Source excerpt
# # # # # # #
I never had any firm belief in Santa Claus. I was maybe agnostic on the subject before the age of four, but didn’t believe it any later than that. My parents never told me to either believe or disbelieve in the myth, but didn’t try to pretend the presents weren’t from them, either. I think it went along with my general religious upbringing, in which I was presented with bible stories on the same level as Grimm fairy tales, i.e. nice stories with important morals, without necessarily having any basis in fact.

Yes, I told other kids that Santa wasn’t real, using logical and reasoned arguments, but they refused to believe me. This has been a recurring theme in my life. :rolleyes: What really blew my mind were the kids who would early on learn the truth about the Easter Bunny and the Toothfairy, yet still retained an unwavering faith in Santa!

I think I probably believed in Santa until I was 10 or 11. But my mom really, really sold the myth. There were always the appropriate number of presents under the tree, and we knew they were from mom and dad, but Christmas morning always held a surprise that totally blew our mind. And since we never really believed either of our parents were quite that nice (and I still kinda don’t), Santa made a certain amount of sense.

But I remember when I realized the truth, I felt genuinely betrayed. Not because my parents lied to me–I could forgive them for that because ultimately they were giving me gifts. No, what I couldn’t forgive were the teachers that got in on the act. Like my kindergarten teacher who told us all she had seen Rudolph the previous year. Hell yes, I believed her. She was the person teaching me all about numbers and letters and colors–why wouldn’t I believe her? Or Mrs. Jones or Mrs. Ruf in the following years?

A part of me never, ever forgave them for that. Because of that, I’ve seriously considered telling my (potential) kids the truth right from the beginning and never pretend (lie) that a jolly fat man is responsible for gifts.

Yeah, but what about St Nick and Black Peter?

My older daughter (6) was sitting at the table with me and her little sister a couple of days ago when she looks up at me suddenly and says “Mum, is Santa dead?”

Now she was a big Santa believer last year (we never encouraged it, but they pick it up from the atmosphere) but she is aware of the existance of a historical Saint Nicholas so I just said, yeah, Santa is just another name for this guy Nicholas who lived a couple of thousand years ago and so is, in fact, dead. But that people still like to dress up as him (not enourmously accurate, that, but close enough for the purpose) and if anyone says he’s still alive she shouldn’t contradict them because lots of people like pretending.
# # # # # # #
Do this
Decide whether each statement agrees with the Santa Claus excerpt: (a) a kindergarten teacher claimed to have seen Rudolph the year before; (b) the writer who stopped believing in Santa by age four had parents who said to disbelieve in the myth; (c) the older daughter is six. Answer yes or no for each, quoting the deciding words. The records are not needed.

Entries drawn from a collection
# # # # # # #
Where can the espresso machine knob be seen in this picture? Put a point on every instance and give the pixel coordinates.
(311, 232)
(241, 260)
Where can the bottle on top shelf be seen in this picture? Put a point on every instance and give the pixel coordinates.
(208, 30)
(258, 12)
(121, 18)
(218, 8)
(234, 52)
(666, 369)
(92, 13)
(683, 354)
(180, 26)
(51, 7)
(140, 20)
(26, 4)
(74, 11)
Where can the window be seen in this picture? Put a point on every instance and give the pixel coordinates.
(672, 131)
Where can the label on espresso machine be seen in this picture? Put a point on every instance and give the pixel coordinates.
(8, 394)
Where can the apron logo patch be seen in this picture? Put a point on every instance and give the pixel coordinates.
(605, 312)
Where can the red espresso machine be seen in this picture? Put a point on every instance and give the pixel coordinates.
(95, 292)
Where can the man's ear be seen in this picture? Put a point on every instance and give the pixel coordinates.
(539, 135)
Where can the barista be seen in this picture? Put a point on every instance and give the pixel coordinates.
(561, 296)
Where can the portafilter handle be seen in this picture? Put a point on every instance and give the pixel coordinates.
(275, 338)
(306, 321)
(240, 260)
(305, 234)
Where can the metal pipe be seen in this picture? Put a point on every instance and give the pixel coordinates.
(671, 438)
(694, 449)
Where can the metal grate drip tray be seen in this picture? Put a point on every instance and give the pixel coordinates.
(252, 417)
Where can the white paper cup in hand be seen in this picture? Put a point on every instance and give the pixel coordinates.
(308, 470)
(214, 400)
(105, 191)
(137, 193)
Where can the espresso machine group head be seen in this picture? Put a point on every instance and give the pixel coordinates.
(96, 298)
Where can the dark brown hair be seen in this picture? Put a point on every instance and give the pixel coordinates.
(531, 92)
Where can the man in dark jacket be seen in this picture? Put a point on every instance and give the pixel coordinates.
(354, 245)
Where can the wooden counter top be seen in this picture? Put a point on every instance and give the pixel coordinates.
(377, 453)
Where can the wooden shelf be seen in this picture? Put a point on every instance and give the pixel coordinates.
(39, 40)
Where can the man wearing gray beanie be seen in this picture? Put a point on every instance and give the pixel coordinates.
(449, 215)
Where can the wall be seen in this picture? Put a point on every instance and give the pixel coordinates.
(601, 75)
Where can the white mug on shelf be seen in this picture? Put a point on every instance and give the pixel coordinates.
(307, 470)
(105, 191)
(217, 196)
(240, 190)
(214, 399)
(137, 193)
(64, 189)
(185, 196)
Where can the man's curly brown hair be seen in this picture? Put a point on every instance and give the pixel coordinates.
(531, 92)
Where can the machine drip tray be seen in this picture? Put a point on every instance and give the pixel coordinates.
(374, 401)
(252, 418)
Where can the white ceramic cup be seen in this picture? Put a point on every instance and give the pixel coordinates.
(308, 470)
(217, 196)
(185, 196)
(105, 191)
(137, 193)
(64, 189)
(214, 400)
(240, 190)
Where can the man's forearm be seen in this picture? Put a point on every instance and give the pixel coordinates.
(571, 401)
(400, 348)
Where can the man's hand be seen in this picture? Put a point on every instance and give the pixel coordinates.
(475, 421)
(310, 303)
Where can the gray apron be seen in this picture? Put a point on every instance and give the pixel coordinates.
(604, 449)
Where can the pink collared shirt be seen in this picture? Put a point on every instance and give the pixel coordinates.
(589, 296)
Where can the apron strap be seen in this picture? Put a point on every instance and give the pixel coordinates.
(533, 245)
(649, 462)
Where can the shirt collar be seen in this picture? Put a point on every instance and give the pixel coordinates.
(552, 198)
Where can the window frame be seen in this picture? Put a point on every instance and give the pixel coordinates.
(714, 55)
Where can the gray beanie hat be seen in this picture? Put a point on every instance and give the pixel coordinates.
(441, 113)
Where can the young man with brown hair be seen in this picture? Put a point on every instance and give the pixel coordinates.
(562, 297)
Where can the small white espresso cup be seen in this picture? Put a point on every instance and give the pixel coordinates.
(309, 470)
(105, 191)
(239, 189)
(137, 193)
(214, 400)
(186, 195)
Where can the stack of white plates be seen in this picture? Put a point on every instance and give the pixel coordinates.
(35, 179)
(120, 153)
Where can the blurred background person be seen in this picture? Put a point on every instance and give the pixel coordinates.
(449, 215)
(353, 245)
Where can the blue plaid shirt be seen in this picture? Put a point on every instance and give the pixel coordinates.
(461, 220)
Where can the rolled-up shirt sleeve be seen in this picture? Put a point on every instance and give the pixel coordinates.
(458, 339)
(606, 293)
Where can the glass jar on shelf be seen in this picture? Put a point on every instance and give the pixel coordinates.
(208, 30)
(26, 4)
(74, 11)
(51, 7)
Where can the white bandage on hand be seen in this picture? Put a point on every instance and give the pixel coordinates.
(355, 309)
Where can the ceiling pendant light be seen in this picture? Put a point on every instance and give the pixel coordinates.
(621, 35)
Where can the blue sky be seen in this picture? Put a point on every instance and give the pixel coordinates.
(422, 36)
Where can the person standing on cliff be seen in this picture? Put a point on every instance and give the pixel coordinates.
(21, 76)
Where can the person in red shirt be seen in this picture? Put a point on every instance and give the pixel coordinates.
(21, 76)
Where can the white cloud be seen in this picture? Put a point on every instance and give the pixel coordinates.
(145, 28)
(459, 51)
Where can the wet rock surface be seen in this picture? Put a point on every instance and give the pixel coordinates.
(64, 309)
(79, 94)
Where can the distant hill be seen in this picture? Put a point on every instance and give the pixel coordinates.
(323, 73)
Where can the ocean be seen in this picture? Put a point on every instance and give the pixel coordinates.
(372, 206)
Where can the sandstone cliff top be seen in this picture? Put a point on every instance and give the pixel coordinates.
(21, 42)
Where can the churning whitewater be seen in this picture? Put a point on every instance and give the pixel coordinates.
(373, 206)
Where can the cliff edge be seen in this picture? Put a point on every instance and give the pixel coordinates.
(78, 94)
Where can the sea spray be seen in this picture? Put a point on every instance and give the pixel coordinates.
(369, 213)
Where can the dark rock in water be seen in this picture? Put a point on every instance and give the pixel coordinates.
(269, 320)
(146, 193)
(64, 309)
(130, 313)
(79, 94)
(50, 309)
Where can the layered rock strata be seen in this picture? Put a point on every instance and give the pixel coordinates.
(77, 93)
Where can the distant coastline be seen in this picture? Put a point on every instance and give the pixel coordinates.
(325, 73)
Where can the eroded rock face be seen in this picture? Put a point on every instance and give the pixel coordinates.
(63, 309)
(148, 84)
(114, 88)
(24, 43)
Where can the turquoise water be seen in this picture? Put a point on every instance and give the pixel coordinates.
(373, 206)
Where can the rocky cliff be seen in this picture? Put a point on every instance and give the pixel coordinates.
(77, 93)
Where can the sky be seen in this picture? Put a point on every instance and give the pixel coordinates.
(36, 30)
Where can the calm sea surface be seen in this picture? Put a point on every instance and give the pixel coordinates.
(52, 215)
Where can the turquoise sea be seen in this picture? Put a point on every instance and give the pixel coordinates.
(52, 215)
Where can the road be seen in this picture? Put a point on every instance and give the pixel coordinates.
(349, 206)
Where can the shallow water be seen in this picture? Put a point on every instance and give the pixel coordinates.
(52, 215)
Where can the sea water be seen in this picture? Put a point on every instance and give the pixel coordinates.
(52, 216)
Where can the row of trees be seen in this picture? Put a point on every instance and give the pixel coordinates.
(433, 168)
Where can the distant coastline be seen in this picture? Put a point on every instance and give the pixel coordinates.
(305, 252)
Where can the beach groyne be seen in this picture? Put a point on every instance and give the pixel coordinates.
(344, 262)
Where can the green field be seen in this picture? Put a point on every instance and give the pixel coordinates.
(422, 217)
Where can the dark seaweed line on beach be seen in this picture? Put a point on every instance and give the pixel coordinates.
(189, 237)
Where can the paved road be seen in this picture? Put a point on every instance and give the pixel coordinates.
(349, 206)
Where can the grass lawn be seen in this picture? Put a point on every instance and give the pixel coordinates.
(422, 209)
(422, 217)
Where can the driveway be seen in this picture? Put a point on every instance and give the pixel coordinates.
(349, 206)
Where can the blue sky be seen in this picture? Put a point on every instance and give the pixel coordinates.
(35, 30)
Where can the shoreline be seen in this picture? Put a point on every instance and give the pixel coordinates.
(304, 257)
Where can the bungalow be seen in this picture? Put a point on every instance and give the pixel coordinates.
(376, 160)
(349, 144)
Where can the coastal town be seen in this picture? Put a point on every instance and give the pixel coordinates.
# # # # # # #
Result below
(a) Yes: "my kindergarten teacher who told us all she had seen Rudolph the previous year"
(b) No: "My parents never told me to either believe or disbelieve in the myth"
(c) Yes: "My older daughter (6)"